Transcribe the data exactly.

## Material for this exercise
=== Begin Enclosure ===
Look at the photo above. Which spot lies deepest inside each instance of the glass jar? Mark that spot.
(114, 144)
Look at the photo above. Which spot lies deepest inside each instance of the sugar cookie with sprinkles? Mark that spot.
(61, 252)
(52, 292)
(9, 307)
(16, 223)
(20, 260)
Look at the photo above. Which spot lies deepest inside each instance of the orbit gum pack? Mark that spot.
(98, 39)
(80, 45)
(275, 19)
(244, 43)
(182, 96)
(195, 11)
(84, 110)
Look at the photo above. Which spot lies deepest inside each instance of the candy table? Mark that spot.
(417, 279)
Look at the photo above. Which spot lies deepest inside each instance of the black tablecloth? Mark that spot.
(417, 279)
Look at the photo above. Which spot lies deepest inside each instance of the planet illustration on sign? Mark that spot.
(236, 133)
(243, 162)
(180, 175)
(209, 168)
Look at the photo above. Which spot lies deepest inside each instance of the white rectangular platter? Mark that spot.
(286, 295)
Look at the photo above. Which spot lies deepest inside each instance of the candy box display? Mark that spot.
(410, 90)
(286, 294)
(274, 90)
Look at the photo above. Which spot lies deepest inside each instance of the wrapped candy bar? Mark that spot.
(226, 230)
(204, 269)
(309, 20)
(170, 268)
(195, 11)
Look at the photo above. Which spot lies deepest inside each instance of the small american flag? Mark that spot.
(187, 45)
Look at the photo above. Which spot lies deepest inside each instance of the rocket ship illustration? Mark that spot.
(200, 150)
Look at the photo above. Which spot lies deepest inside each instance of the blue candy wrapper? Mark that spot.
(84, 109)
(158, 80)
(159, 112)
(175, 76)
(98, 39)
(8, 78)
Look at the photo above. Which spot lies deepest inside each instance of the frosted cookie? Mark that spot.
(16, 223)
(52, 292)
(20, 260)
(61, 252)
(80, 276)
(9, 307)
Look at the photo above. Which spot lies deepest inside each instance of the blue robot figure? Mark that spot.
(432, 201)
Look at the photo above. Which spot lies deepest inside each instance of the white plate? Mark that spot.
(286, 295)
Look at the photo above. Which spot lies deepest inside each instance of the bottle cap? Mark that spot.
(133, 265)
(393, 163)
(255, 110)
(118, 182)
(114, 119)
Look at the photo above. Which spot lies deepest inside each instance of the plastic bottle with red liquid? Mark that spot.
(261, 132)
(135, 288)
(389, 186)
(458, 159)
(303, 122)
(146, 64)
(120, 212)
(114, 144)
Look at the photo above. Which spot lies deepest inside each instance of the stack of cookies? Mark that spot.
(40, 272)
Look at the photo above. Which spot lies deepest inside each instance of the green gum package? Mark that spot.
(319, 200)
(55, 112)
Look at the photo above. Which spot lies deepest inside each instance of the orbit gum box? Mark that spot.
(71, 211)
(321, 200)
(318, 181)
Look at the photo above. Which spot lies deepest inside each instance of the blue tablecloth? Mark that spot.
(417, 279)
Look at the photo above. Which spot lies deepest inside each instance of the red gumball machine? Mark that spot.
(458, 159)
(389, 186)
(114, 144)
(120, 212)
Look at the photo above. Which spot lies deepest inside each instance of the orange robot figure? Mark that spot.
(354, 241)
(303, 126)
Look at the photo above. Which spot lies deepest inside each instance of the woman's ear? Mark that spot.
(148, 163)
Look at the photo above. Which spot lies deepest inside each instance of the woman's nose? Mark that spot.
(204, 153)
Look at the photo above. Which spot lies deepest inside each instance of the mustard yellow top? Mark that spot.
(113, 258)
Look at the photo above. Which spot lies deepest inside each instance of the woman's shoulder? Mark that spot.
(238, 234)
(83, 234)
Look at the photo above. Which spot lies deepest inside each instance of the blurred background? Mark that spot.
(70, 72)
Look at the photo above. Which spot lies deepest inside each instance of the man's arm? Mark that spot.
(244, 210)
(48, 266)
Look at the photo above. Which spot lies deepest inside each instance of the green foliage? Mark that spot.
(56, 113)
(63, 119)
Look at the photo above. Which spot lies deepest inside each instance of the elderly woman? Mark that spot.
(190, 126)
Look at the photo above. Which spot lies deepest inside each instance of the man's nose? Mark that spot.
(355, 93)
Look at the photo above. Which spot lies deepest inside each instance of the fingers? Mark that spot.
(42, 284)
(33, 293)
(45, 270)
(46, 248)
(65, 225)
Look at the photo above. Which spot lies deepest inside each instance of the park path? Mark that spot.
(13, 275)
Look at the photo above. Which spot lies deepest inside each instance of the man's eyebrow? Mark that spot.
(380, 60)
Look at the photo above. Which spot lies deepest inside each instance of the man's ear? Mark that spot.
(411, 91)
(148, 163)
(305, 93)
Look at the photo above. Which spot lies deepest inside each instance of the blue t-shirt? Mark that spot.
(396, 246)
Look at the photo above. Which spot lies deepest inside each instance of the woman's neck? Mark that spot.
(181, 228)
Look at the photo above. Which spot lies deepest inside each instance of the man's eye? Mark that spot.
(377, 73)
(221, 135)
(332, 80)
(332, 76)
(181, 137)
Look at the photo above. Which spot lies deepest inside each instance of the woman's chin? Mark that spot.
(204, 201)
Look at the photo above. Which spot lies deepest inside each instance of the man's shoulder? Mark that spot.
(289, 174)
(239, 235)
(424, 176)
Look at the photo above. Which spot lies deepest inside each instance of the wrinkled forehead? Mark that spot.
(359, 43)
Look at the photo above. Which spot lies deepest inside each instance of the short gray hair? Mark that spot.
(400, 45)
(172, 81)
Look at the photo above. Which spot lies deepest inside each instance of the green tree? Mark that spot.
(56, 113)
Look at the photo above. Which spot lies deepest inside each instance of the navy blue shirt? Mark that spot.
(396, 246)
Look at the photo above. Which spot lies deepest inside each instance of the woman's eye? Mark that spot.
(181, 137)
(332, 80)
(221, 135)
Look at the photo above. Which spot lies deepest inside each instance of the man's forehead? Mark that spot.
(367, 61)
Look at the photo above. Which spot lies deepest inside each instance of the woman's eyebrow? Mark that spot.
=== End Enclosure ===
## Solution
Look at the photo above. Which spot lies deepest inside each instance of the glass jar? Mark that spot.
(114, 144)
Look at the photo above. Which spot lies deepest inside each instance of the sugar cookie with sprinkles? Mark that spot.
(61, 252)
(52, 292)
(9, 307)
(16, 223)
(20, 260)
Look at the photo above. Which spot lies deepest inside each instance of the orbit gum pack? Mark that spot.
(98, 39)
(80, 45)
(275, 19)
(244, 43)
(182, 96)
(195, 11)
(84, 110)
Look at the photo above. Which spot lies deepest inside each instance of the candy table? Mark that spot.
(417, 279)
Look at the photo above. Which spot lies deepest inside each instance of the black tablecloth? Mark that spot.
(417, 279)
Look at the photo above. Which spot lies deepest inside each instance of the planet illustration on sign? Mark that spot.
(236, 133)
(243, 162)
(180, 175)
(209, 168)
Look at the photo above. Which spot lies deepest inside each instance of the white rectangular platter? Mark that spot.
(286, 295)
Look at the photo above. Which spot lies deepest inside each instance of the candy box display? Mark that spot.
(410, 90)
(286, 294)
(274, 90)
Look at the photo above. Which spot lies deepest inside each instance of the wrapped candy bar? Mark that spot.
(226, 230)
(204, 269)
(309, 20)
(170, 268)
(195, 11)
Look at the photo above. Which spot lies deepest inside each instance of the small american flag? Mark that spot.
(187, 45)
Look at the photo above. Which spot lies deepest inside each instance of the rocket ship illustration? Mark that spot.
(200, 150)
Look at the photo above. Which spot lies deepest inside each instance of the blue candy wrapper? Mark that spot.
(84, 109)
(158, 80)
(159, 112)
(175, 76)
(98, 39)
(8, 78)
Look at the photo above. Which spot lies deepest inside each instance of the frosted cookie? Mark that spot.
(16, 223)
(52, 292)
(20, 260)
(61, 252)
(80, 276)
(9, 307)
Look at the photo above. Which spot lies deepest inside each instance of the blue robot figure? Mark that spot.
(432, 201)
Look at the photo above. Which spot lies deepest inside each instance of the white plate? Mark that spot.
(286, 295)
Look at the photo above. Which spot lies deepest inside each instance of the bottle cap? Mark that spot.
(133, 265)
(393, 163)
(255, 110)
(118, 182)
(114, 119)
Look at the photo above. Which spot lies deepest inside each instance of the plastic bottle with red liquid? Mark that spot.
(261, 132)
(135, 288)
(389, 186)
(458, 159)
(303, 122)
(146, 64)
(120, 212)
(114, 144)
Look at the photo above. Which spot lies deepest inside each instance of the stack of cookies? Mark that spot.
(40, 272)
Look at the photo above. Which spot lies deepest inside each instance of the green gum package? Mark that spot.
(319, 200)
(55, 112)
Look at the photo above. Which spot lies deepest inside each instance of the orbit gum box? Mark that spot.
(71, 211)
(321, 200)
(318, 181)
Look at the photo above. Which spot lies deepest inside each instance of the blue tablecloth? Mark that spot.
(417, 279)
Look at the photo above. Which spot lies deepest inside each instance of the red gumball machine? Mark that spot.
(458, 159)
(389, 186)
(114, 144)
(120, 212)
Look at the photo above. Which spot lies deepest inside each instance of the orange robot figure? Mark that spot.
(354, 241)
(303, 126)
Look at the photo above. Which spot lies deepest inside each instance of the woman's ear? Mark that spot.
(148, 163)
Look at the photo above. Which spot lies deepest inside each instance of the woman's nose? Mark that spot.
(204, 153)
Look at the photo above. Which spot lies deepest inside each instance of the mustard yellow top? Mark that spot.
(113, 258)
Look at the photo above. Which spot lies deepest inside each instance of the woman's shoulder? Mark that spot.
(238, 234)
(83, 234)
Look at the photo above. Which spot lies deepest inside each instance of the blurred background? Mark that spot.
(70, 72)
Look at the photo above. Which spot lies deepest inside each instance of the man's arm? Mark that spot.
(244, 210)
(48, 266)
Look at the photo above. Which spot lies deepest inside each instance of the green foliage? Mark that spot.
(56, 113)
(63, 119)
Look at the photo above. Which spot lies deepest inside each instance of the elderly woman? Mark that spot.
(190, 126)
Look at the photo above. Which spot lies deepest inside each instance of the man's nose? Mark that spot.
(355, 93)
Look at the photo above. Which spot lies deepest inside each instance of the fingers? Mark that spot.
(42, 284)
(33, 293)
(45, 270)
(46, 248)
(65, 225)
Look at the photo above. Which spot lies deepest inside each instance of the park path? Mark that spot.
(13, 275)
Look at the photo above. Which spot lies deepest inside each instance of the man's eyebrow? Mark that spot.
(380, 60)
Look at the photo above. Which spot lies deepest inside each instance of the man's ear? Mark that spot.
(411, 91)
(148, 163)
(305, 93)
Look at the photo above. Which spot lies deepest inside each instance of the blue t-shirt? Mark that spot.
(396, 246)
Look at the photo above. Which spot lies deepest inside each instance of the woman's neck? Mark that spot.
(181, 228)
Look at the photo above. Which spot lies deepest inside each instance of the man's eye? Mark that spot.
(377, 73)
(221, 135)
(332, 80)
(332, 76)
(181, 137)
Look at the photo above. Which spot lies deepest inside each instance of the woman's chin? Mark that spot.
(204, 201)
Look at the photo above. Which spot lies deepest inside each instance of the man's shoulder? Mark that spot.
(289, 174)
(239, 235)
(424, 176)
Look at the photo above. Which spot lies deepest inside each instance of the wrinkled forehead? Mark that spot.
(359, 43)
Look at the photo above. Which spot lies deepest inside each instance of the short gray hair? Mark that spot.
(400, 45)
(172, 81)
Look at the photo above. Which spot lies deepest inside each instance of the green tree? Mark that spot.
(56, 113)
Look at the photo above. Which spot lies deepest inside each instance of the navy blue shirt? Mark that spot.
(396, 246)
Look at the photo above. Which spot lies deepest inside each instance of the woman's eye? Mark that spot.
(181, 137)
(332, 80)
(221, 135)
Look at the photo above. Which spot lies deepest inside each instance of the man's forehead? Mark that spot.
(367, 61)
Look at the photo above. Which spot lies deepest inside each instance of the woman's eyebrow? Mark that spot.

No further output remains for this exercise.